数据源中的条目
========================================

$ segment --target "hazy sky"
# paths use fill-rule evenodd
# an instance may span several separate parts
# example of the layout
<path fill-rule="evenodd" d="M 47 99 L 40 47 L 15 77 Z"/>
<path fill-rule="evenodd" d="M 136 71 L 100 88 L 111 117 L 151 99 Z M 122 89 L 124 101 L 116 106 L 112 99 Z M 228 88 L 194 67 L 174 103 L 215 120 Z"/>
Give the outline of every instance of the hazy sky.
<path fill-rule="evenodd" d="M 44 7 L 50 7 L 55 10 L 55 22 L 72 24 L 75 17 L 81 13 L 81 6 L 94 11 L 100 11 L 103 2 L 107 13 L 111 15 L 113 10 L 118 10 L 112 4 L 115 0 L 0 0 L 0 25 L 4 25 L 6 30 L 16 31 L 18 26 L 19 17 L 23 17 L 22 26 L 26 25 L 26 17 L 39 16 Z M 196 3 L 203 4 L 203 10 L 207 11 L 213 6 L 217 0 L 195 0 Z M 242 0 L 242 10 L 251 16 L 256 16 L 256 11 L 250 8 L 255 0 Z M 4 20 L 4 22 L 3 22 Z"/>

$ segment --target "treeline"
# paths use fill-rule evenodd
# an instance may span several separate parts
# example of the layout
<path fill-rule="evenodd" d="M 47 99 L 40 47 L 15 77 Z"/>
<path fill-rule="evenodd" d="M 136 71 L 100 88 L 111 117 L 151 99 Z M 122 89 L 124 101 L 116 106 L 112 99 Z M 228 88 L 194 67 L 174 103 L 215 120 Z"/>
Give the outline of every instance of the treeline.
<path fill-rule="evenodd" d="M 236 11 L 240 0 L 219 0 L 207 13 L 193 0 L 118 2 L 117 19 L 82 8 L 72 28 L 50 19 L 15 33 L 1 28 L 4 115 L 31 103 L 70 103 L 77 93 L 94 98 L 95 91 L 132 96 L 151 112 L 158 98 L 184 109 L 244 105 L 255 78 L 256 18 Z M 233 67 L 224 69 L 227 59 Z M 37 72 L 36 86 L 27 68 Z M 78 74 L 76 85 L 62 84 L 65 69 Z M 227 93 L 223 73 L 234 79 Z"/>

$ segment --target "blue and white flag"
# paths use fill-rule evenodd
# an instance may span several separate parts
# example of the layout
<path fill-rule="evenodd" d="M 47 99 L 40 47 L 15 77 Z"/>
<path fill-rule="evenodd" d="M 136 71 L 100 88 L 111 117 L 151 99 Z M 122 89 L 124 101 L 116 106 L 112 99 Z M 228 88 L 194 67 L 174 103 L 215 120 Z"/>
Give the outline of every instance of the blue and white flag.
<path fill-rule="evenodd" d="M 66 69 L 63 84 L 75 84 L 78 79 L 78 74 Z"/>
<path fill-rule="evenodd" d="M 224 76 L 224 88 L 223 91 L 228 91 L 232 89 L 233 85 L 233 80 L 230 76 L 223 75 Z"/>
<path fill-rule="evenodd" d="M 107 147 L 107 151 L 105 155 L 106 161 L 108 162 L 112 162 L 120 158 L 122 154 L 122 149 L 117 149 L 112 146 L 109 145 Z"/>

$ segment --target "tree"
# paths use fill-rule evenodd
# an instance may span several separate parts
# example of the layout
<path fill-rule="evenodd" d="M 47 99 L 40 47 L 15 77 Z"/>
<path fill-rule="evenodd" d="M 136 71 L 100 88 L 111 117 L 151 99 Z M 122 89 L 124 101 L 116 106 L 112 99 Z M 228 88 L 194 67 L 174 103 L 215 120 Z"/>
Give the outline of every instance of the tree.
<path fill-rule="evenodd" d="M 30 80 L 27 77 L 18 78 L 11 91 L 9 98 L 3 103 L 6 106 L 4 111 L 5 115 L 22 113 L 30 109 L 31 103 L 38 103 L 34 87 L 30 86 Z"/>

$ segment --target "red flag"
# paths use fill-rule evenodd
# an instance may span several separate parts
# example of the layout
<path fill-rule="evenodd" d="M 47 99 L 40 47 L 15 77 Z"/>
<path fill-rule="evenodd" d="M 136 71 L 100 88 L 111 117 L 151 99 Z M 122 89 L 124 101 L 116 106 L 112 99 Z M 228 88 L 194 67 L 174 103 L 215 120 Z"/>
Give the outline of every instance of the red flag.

========================================

-- 练习题目 --
列出上面条目中所有包含字符串“blue”的行。匹配时区分大小写。

-- 参考答案 --
$ segment --target "blue and white flag"
Give the outline of every instance of the blue and white flag.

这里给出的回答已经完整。